Scan the records for the line containing "Query: shoreline"; extract it and all later lines, verbatim, through the end, and nothing before it.

◆ GIVEN RECORDS
=== Begin Enclosure ===
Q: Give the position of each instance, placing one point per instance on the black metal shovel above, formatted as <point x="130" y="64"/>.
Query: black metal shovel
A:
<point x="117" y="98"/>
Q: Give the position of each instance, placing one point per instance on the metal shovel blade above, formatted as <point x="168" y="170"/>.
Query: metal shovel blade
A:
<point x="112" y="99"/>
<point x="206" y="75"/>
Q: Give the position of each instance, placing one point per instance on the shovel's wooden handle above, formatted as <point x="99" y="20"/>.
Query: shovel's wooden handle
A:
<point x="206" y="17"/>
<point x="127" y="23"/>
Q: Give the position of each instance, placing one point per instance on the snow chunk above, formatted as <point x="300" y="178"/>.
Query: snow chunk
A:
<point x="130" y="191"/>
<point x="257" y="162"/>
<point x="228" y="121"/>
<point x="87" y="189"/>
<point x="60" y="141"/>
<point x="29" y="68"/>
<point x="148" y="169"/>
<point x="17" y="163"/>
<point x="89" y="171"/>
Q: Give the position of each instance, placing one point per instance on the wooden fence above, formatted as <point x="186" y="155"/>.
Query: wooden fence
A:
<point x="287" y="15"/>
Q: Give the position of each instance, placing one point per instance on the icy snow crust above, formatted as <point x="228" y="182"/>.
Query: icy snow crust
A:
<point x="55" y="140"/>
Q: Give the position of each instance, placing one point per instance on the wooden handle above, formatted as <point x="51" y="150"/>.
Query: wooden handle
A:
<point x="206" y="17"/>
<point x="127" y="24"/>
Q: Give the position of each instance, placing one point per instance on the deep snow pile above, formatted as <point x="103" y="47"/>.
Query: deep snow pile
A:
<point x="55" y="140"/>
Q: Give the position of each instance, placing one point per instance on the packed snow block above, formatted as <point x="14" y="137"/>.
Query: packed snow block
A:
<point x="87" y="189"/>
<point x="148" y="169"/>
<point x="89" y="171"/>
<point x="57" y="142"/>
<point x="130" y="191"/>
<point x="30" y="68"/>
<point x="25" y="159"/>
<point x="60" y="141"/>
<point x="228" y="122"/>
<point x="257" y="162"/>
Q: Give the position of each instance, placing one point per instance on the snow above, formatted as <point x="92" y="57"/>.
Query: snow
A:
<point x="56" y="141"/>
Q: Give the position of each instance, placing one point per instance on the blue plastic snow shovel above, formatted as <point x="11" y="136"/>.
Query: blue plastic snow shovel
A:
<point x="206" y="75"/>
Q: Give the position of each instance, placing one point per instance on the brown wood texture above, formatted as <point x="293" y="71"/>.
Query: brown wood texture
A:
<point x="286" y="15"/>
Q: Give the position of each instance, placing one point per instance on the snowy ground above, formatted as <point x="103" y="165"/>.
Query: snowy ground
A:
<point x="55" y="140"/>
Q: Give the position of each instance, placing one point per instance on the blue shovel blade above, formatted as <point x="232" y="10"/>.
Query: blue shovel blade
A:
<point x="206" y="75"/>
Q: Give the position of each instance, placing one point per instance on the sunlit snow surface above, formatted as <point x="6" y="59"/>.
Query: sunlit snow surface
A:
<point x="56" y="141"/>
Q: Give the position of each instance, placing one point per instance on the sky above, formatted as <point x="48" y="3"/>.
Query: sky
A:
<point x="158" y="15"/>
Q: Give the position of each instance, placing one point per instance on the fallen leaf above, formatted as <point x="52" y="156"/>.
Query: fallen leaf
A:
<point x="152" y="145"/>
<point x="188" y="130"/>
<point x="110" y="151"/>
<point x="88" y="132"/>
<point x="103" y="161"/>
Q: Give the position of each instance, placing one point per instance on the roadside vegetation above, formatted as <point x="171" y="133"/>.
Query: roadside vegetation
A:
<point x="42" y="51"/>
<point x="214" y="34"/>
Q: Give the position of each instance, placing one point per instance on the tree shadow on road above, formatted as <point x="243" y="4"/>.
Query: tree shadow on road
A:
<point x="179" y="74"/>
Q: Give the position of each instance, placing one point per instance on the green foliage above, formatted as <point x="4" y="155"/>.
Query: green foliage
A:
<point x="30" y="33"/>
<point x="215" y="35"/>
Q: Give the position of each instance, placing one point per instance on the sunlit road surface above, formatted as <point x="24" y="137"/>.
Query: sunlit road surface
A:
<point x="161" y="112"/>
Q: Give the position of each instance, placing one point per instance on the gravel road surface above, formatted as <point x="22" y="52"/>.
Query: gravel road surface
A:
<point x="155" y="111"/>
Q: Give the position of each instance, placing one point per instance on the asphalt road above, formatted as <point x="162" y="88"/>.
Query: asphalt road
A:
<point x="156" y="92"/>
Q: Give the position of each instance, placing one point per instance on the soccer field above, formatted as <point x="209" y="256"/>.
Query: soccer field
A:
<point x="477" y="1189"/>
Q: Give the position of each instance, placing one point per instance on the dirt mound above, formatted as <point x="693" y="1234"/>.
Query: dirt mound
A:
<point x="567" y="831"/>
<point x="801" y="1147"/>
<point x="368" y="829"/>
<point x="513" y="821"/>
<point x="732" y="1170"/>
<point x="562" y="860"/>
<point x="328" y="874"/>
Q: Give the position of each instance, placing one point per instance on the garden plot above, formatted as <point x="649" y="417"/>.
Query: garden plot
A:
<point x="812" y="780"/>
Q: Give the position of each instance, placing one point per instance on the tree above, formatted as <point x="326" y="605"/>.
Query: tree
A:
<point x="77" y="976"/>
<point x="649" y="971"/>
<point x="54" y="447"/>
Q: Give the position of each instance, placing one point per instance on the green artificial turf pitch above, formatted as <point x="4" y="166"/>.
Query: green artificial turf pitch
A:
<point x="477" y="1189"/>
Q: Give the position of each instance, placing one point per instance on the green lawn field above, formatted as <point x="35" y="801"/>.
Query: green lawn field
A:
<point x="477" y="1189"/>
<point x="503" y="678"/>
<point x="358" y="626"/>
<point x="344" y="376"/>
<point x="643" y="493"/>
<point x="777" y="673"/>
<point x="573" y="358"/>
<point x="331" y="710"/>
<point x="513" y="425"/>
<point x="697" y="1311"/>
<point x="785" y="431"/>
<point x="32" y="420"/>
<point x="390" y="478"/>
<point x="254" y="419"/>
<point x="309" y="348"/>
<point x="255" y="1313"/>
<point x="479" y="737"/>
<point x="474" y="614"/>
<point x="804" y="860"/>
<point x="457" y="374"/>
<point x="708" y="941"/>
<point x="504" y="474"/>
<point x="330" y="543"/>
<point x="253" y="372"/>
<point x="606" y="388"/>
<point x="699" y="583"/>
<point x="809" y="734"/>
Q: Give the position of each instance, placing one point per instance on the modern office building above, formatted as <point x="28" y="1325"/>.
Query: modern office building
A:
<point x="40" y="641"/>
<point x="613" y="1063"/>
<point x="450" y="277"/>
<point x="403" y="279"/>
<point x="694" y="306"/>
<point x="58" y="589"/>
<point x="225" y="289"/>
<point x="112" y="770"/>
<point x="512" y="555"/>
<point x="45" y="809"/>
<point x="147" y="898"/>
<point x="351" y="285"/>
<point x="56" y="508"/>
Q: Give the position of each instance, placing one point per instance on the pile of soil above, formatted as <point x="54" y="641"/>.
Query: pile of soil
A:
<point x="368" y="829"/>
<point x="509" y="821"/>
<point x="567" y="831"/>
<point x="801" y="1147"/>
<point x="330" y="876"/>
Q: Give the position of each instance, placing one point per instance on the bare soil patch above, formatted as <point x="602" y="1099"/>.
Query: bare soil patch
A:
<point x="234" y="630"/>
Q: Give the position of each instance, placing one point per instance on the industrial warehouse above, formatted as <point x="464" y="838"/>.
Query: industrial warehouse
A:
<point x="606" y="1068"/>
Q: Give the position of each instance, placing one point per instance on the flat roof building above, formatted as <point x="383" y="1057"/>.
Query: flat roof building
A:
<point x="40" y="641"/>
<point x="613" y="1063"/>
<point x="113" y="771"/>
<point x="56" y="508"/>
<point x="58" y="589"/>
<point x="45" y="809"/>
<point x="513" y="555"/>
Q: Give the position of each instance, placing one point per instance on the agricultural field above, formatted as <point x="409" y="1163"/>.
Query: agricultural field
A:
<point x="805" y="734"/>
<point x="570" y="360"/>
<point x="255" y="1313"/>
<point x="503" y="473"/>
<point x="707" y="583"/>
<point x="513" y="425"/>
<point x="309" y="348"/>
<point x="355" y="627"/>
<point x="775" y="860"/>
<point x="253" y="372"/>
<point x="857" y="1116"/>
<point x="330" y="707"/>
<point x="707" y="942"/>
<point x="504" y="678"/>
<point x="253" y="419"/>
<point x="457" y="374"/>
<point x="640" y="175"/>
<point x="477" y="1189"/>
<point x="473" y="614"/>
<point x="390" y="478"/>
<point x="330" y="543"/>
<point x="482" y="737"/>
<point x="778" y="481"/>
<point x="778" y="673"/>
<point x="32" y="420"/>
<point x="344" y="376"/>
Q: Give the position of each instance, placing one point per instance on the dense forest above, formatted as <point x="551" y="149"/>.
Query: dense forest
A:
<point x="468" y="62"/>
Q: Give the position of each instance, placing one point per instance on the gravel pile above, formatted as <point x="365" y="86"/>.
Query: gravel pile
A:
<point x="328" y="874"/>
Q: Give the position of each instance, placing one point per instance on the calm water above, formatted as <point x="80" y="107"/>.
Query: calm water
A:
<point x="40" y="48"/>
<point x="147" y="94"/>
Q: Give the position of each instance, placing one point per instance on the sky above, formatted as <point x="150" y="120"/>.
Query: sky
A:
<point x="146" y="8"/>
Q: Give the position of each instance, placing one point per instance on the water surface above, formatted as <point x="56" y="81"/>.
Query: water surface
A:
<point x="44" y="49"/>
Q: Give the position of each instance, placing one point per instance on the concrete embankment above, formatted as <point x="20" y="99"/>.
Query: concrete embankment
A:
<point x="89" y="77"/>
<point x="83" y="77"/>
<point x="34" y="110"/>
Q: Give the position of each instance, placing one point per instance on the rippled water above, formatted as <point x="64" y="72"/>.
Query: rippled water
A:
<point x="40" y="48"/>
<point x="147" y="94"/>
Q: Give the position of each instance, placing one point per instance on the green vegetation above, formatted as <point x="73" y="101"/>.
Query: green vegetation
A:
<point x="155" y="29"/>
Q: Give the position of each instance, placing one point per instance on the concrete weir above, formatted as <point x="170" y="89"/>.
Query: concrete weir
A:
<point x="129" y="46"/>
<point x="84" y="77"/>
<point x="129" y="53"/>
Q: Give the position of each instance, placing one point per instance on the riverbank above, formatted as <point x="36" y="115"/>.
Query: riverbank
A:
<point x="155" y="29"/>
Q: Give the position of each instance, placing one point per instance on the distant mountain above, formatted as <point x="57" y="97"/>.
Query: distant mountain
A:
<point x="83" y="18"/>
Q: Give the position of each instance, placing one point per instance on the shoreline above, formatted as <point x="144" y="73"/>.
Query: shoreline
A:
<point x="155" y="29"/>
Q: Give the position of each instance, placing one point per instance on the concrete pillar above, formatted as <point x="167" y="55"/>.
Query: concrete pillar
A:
=== End Enclosure ===
◆ OUTPUT FOR THIS EXERCISE
Query: shoreline
A:
<point x="155" y="29"/>
Q: Give the position of each instance, placing one point per instance on the concrete pillar above, formatted as <point x="167" y="55"/>.
Query: concrete pillar
A:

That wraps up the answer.